EXERCISE INSTRUCTIONS:
Can you filter the rows below down to every line that contains the string "Target", copying each such line in full? Case matters.

INPUT MATERIAL:
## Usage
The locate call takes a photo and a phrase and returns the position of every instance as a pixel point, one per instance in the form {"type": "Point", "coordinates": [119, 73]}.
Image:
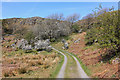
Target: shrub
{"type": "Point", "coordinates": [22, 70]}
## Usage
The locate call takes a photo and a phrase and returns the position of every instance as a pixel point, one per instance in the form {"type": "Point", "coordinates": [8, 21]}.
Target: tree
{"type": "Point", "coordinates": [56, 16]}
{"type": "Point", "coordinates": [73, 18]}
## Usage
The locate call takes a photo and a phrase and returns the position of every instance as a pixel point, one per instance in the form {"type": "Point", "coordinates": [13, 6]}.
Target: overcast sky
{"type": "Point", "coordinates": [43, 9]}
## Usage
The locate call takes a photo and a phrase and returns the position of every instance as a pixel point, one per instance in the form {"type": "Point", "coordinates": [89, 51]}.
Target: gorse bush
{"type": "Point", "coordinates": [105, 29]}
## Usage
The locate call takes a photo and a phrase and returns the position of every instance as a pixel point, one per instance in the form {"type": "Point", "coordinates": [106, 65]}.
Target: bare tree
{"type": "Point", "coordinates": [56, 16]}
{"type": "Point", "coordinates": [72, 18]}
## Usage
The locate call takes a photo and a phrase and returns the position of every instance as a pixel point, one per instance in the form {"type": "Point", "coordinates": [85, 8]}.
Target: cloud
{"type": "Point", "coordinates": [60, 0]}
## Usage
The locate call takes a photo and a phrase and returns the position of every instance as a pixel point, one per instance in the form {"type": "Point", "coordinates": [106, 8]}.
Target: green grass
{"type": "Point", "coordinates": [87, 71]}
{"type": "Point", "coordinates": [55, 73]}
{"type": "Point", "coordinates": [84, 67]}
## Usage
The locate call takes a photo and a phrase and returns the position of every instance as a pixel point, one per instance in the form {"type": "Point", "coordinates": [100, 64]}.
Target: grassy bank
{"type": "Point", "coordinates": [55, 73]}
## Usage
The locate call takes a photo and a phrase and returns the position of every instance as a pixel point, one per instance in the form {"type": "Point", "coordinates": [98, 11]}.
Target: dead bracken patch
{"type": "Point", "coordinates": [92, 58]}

* * *

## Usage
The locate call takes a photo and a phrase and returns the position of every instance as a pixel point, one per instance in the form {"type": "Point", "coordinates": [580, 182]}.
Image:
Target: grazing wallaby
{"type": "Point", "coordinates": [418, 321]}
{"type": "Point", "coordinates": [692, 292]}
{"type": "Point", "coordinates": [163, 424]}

==

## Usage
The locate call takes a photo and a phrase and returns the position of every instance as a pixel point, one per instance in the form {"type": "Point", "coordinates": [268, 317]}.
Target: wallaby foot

SOLUTION FOR THIS TASK:
Target: shrub
Target: tree
Target: overcast sky
Target: gorse bush
Target: bare tree
Target: cloud
Target: green grass
Target: grassy bank
Target: dead bracken patch
Target: grazing wallaby
Target: wallaby foot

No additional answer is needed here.